Challenge a: In the claims describing the indirect liquid heating system, what kind of heating means does claim 9 specify?

Source passage:
__________

1. An indirect liquid heating system comprising a tank or reservoir (20) having liquid
inlet (5) and outlet (7) means and heating means (1) isolated by a combustion chamber
(23) from the interior of the tank or reservoir (20), an upper region (3) of the combustion
chamber (23) vertically above the heating means (1) sloping upwardly toward the liquid
inlet (5), the arrangement being such that solids such as scale precipitated from
the liquid and shed from said sloping region (3) will fall to a position laterally
offset with respect to the heating means (1), characterised in that said liquid inlet means (5) extends downwardly within the tank or reservoir (20)
to open in proximity with said sloping region (3) such that the inlet (5) is restricted
locally to increase the speed and pressure of liquid entering the tank or reservoir
(20).
2. A system as claimed in claim 1, characterised in that said sloping region (3) forms part of the bottom (21) of the tank or reservoir (20).
3. A system as claimed in either preceding claim, characterised in that said sloping region (3) is constituted by a central region of the bottom (21) of
the tank or reservoir (20), which central region (3) is downwardly concave and reduces
in cross-sectional area upwardly to a top aligned with the orifice of the liquid inlet
(5), whereby inflowing liquid is distributed substantially over the whole surface
of said central region (3) presented inwardly of the tank or reservoir (20).
4. A system as claimed in claim 3, characterised in that said central region (3) is dome-shaped.
5. A system as claimed in claim 3, characterised in that said central region (3) is generally conical.
6. A system as claimed in claim 3, characterised in that said central region (3) is pyramidal.
7. A system as claimed in any one of claims 3 - 6, characterised in that the mean angular relation to the horizontal of any side of said central region (3)
is an acute angle in excess of 50 degrees.
8. A system as claimed in claim 6, or claim 7 as appendant to claim 6, characterised in that the apex (24) of the pyramid (3) divides the orifice (5) into a plurality of approximately
D-shaped openings.
9. A system as claimed in any one of the preceding claims, characterised in that the heating means (1) is a gas burner and there extends upwardly from said sloping
region (3) within the tank or reservoir (20) at least one outlet (2) for combustion
gases which extends to a smoke box (10) above the tank or reservoir (20).
10. A system as claimed in claim 9 as appendant to any one of claims 3 - 8, characterised in that an annular array of circumferentially spaced combustion gas outlet tubes (2) extends
upwardly from said central region (3) form a horizontal plane intermediate its top
and bottom.

__________

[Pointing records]
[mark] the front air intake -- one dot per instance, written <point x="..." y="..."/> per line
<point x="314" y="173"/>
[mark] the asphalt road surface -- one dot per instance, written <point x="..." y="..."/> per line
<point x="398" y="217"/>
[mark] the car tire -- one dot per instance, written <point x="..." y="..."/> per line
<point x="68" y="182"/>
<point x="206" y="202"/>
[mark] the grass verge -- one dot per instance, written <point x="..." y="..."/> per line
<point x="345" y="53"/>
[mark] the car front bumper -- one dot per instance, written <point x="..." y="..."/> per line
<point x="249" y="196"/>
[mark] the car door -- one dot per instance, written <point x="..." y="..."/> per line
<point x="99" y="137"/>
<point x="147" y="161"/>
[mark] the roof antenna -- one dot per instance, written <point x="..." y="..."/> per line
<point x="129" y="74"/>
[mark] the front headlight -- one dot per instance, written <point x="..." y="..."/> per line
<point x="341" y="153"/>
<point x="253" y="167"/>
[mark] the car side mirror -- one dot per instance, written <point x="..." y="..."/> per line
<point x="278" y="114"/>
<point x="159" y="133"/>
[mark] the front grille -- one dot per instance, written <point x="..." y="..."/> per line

__________

Challenge b: Count the lines in the rows above that contain the word "instance", treating case as significant, and reply with the number alone.

Full output a: A gas burner.

Full output b: 10